## BEGIN EXCERPT PROVIDED
Yesterday, we took a look back at three trades that helped reverse the fortunes of the Canucks from the late 1990s. Each of these trades had something in common. Namely, they each featured older core players being traded for younger, future core pieces. Although there were other, sometimes important, pieces involved in each deal, we can essentially boil each trade down to that essential fact. Pavel Bure became Ed Jovanovski, Alexander Mogilny turned into Brendan Morrison, and Trevor Linden became Todd Bertuzzi (as well as a key asset that was instrumental in acquiring the Sedins). Mike Keenan – and later, Brian Burke – were able to extract value for their ageing, and occasionally diminishing assets. Toss in a few good draft picks and the continued development of some talent already on the roster – like Markus Naslund and Mattias Ohlund – and the Canucks were able to ride the wave back to respectability. A textbook rebuild, or so the story goes.
So how do the current Canucks measure up against the team from the late nineties? In truth, the results are mixed. There are mitigating factors in today’s NHL that make the old, conventional rebuild a little more complicated than from nearly two decades ago. There are also contextual factors within the Canucks organization itself that changes the outlook. A rebuild in 2016 is far different than a rebuild in 1999, but let us still see what can be gleaned from comparing the two.
Despite organizational rhetoric to the contrary, the Canucks have been slowly commencing the rebuilding project for some time now. The important question is exactly when did it begin? Some might say it began with the firing of Alain Vigneault in 2013, or even with the jettisoning of Christian Ehrhoff in 2011 for a fourth-round pick. The best argument, I believe, is that the rebuild began in earnest with the Roberto Luongo trade in March 2014.
## END EXCERPT PROVIDED
# OBJECTIVE A
Count the lines of the rows that contain the string "given", matching case exactly, and give only the number.
## BEGIN DATA FOR THE TASK
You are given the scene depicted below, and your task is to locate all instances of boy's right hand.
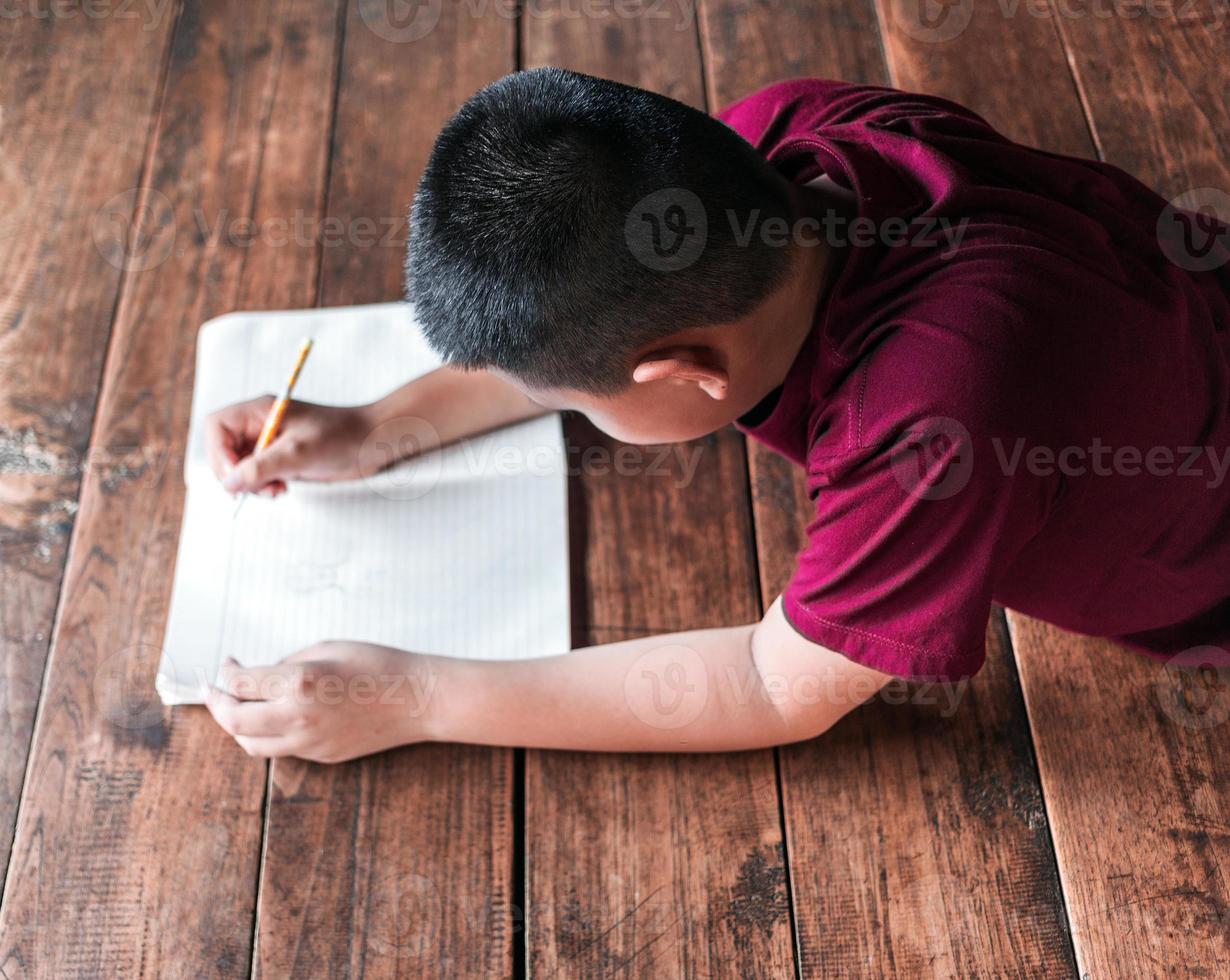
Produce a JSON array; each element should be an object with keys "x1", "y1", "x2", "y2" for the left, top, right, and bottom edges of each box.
## END DATA FOR THE TASK
## BEGIN DATA FOR THE TASK
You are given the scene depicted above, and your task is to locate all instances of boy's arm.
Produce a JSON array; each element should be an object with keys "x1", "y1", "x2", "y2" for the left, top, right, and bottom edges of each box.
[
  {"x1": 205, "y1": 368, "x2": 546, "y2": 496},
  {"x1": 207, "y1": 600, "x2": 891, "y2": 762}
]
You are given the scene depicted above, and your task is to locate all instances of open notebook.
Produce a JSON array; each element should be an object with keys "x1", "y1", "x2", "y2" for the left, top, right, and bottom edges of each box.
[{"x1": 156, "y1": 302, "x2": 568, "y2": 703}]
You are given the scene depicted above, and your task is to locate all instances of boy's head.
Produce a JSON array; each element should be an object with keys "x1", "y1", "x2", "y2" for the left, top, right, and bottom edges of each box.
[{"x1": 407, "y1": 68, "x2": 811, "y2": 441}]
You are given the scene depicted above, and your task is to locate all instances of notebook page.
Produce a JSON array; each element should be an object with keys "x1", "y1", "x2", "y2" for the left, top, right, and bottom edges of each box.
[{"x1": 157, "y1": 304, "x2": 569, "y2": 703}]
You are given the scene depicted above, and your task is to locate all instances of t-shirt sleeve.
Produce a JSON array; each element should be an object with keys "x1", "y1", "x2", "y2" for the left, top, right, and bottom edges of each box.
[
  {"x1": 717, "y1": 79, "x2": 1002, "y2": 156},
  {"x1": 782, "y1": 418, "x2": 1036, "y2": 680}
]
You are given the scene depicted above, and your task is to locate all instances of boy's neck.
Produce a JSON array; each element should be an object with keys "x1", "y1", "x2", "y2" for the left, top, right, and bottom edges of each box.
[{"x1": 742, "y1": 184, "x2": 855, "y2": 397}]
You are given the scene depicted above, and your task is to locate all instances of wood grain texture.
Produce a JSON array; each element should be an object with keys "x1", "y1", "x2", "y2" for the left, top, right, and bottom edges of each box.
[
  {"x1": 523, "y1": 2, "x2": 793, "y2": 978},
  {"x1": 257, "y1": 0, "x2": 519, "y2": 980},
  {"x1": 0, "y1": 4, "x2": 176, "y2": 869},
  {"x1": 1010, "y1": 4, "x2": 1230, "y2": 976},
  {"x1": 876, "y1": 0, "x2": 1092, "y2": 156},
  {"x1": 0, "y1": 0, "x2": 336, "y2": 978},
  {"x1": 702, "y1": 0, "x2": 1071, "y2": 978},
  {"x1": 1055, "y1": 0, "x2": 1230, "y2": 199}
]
## END DATA FOR THE TASK
# OBJECTIVE B
For each statement, say yes or no according to the passage on the Canucks rebuild, and quote the words of that passage that decide it.
(i) Pavel Bure was dealt in a trade that brought back Ed Jovanovski.
(ii) The writer holds that the rebuild truly began with the firing of Alain Vigneault.
(iii) Christian Ehrhoff was sent away in 2011 for a fourth-round pick.

# RESULT A
8

# RESULT B
(i) Yes: "Pavel Bure became Ed Jovanovski"
(ii) No: "The best argument, I believe, is that the rebuild began in earnest with the Roberto Luongo trade in March 2014."
(iii) Yes: "the jettisoning of Christian Ehrhoff in 2011 for a fourth-round pick"